## Challenges:
1. According to the passage on C++ destructors, what does even exit leave undestructed?
2. Proceed with the passage on C++ destructors, picking up after its final sentence.

[Text extract start]

There are a number of ways that the destructor of an object can fail to be called:

  • call abort or _exit (even exit will leave stack variables undestructed).
  • have the constructor thrown an exception. (Technically, if the constructor threw, the object never started to exist, so there wasn't an object to have its destructor called).
  • invoke undefined behaviour (at which point the C++ standard allows anything to happen). Calling deleteon an array allocated with new [] is one way of invoking undefined behaviour, and one common behaviour is to call the destructor of the first object only (leaving second and subsequent undestructed) - but it's still undefined behaviour.
  • Another way to invoke undefined behaviour is a way which is quite likely to leave a destructor uncalled is to have a pointer-to-base which actually points to a derived object, and call delete on the pointer-to-base. If the base class doesn't have a virtual destructor, you have undefined behaviour.

[Text extract end]
[Supplied records start]

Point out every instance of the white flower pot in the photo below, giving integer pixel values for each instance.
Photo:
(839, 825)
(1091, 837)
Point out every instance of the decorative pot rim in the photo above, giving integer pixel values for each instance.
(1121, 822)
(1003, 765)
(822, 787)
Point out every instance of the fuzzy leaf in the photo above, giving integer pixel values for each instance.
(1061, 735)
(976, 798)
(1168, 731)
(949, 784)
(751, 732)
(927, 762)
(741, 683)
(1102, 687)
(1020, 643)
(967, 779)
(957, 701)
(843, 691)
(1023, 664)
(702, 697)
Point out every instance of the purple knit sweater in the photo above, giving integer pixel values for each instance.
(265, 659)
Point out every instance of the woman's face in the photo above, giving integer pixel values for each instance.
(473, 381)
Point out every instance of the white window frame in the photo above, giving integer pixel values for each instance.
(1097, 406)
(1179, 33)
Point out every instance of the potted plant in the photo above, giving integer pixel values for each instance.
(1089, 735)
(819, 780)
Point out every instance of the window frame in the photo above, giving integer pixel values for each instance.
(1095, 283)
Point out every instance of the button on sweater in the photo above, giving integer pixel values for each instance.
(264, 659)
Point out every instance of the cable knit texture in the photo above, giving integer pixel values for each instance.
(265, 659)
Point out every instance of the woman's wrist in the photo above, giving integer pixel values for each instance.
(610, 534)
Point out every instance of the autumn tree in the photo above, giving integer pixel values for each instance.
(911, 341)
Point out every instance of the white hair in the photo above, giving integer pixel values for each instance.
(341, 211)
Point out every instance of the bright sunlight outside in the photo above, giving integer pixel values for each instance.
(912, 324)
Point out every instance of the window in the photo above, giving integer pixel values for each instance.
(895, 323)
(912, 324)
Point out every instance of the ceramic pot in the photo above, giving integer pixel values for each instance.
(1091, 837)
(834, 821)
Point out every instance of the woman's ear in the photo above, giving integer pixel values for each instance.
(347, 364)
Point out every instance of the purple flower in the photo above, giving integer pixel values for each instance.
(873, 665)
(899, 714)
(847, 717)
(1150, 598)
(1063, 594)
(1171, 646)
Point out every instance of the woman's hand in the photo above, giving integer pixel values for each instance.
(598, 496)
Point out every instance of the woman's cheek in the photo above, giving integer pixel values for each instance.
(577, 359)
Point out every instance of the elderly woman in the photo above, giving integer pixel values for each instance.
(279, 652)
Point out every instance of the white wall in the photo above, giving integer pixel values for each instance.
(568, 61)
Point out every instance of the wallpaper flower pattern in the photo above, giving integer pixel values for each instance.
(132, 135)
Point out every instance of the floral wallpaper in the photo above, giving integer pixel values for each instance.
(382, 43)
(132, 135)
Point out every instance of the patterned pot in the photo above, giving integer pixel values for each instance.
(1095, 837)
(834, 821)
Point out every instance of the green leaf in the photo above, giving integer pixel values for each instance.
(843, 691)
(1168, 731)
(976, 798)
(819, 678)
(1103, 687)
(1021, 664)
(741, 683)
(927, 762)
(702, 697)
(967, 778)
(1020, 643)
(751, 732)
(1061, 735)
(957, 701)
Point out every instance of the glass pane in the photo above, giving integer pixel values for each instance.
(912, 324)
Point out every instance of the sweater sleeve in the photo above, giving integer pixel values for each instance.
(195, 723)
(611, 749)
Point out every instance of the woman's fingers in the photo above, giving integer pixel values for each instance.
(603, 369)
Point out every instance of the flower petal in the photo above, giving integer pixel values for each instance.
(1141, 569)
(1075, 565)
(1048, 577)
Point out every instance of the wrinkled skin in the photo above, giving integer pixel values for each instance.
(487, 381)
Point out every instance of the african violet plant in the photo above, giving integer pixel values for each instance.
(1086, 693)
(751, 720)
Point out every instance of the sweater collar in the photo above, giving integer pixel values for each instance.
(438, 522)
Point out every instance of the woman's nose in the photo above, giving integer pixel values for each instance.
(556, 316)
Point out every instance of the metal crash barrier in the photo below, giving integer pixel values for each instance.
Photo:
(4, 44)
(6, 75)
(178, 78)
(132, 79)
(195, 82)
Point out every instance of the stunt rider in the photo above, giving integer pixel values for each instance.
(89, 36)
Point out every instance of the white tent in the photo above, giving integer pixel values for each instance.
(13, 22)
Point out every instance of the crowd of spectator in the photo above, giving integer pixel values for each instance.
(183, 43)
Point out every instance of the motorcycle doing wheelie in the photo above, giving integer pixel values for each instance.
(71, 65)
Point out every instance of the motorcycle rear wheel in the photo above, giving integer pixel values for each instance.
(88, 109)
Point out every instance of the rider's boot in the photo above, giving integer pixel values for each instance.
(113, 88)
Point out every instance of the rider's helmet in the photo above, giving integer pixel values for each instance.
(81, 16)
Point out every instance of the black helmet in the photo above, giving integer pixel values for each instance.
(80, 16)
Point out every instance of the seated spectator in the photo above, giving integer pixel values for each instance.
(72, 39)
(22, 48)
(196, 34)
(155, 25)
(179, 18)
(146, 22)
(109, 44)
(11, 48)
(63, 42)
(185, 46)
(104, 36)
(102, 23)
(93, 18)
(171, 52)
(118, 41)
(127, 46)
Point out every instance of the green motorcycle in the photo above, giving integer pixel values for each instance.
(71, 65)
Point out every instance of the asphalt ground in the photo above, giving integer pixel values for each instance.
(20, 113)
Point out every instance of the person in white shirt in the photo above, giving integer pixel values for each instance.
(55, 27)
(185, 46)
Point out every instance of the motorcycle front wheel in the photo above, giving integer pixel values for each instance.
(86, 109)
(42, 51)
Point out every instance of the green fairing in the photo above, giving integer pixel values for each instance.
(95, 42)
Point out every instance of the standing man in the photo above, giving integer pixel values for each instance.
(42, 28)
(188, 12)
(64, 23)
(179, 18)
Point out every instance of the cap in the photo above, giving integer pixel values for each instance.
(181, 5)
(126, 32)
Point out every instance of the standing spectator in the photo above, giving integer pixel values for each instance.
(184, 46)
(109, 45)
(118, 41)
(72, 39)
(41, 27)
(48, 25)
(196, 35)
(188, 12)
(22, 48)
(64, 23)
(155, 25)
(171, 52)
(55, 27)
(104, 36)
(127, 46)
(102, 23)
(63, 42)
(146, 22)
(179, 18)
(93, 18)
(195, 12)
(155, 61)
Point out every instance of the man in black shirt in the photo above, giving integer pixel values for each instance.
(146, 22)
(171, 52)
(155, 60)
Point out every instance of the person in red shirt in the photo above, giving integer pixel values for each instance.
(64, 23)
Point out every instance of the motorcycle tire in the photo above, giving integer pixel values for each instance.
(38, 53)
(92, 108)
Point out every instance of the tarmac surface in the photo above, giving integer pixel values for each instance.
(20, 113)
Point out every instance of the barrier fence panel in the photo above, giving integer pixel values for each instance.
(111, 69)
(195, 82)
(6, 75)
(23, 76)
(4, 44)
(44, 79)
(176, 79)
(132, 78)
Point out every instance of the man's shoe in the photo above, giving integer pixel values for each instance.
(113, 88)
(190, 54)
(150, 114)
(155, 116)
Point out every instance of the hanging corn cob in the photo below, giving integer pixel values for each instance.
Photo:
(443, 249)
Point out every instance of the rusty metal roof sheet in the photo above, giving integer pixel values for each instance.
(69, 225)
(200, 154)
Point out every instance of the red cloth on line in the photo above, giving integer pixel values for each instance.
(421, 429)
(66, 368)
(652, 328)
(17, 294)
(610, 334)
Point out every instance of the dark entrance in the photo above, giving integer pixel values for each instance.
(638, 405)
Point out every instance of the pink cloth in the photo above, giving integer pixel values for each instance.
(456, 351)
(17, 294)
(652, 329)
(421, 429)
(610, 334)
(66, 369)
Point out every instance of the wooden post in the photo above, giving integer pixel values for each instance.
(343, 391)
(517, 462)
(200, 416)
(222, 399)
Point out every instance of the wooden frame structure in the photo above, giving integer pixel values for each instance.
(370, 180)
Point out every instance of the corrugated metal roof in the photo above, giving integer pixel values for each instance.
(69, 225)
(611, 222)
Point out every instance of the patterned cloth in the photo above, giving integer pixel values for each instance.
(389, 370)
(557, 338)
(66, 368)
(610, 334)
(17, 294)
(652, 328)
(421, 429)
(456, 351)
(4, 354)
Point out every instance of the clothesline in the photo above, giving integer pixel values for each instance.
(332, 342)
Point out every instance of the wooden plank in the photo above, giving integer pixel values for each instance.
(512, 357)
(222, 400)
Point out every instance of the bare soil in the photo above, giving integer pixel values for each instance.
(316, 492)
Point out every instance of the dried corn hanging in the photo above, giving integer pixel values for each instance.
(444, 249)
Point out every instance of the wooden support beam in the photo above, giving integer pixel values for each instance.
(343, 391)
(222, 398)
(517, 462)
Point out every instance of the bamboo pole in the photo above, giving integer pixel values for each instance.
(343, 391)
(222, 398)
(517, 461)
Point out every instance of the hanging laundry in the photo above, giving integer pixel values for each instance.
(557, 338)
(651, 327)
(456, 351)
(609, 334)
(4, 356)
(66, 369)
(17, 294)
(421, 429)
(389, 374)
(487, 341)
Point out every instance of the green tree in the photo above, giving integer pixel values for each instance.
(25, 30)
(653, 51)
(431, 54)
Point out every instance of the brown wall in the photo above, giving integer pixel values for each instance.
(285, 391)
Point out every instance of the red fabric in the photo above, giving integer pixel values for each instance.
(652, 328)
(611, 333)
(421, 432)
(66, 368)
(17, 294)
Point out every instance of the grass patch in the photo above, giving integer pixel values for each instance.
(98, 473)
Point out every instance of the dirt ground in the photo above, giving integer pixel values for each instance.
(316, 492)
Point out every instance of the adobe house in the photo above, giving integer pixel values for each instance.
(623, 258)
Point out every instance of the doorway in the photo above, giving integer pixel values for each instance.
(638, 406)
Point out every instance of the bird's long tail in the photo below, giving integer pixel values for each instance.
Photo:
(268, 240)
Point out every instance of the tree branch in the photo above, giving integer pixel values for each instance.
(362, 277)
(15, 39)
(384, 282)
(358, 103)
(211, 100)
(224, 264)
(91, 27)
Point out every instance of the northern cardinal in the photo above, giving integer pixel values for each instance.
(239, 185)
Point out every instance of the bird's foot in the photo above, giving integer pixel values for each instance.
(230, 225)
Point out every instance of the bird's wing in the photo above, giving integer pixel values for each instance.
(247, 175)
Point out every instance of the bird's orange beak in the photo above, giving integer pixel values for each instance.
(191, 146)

[Supplied records end]

## Written answers:
1. Stack variables.

2.
  • you have not yet called delete on a pointer allocated with new (this is particularly problemmatic if you have a memory leak). (This is actually a particularly common case of "the destructor is not supposed to have been run yet").

If you are trying to debug a program and want to find out if the destructor is being invoked, then

  • set a break point and run under the debugger
  • printf or whatever logging framework you are using.
4

Here is another classic no-destruction:

#include <iostream>
#include <memory>

class Base
{
public:
    Base()
    {
        std::cout << "All your base, sucker!" << std::endl;
    }
    ~Base() <-- note lack of virtual
    {
        std::cout << "Base destroyed!" << std::endl;
    }
};

class Sub: public Base
{
public:
    Sub()
    {
        std::cout << "We all live in a Yellow Submarine..." << std::endl;
    }
    ~Sub()
    {
        std::cout << "Sub destroyed" << std::endl;
    }

};

int main()
{
    std::unique_ptr<Base> b(new Sub());
}

Output:

All your base, sucker!
We all live in a Yellow Submarine...
Base destroyed!

Because Base's destructor is not virtual, ~Base is called instead of ~Sub on destruction, and ~Base has no clue that Sub even exists and can't call ~Sub to finish clean-up.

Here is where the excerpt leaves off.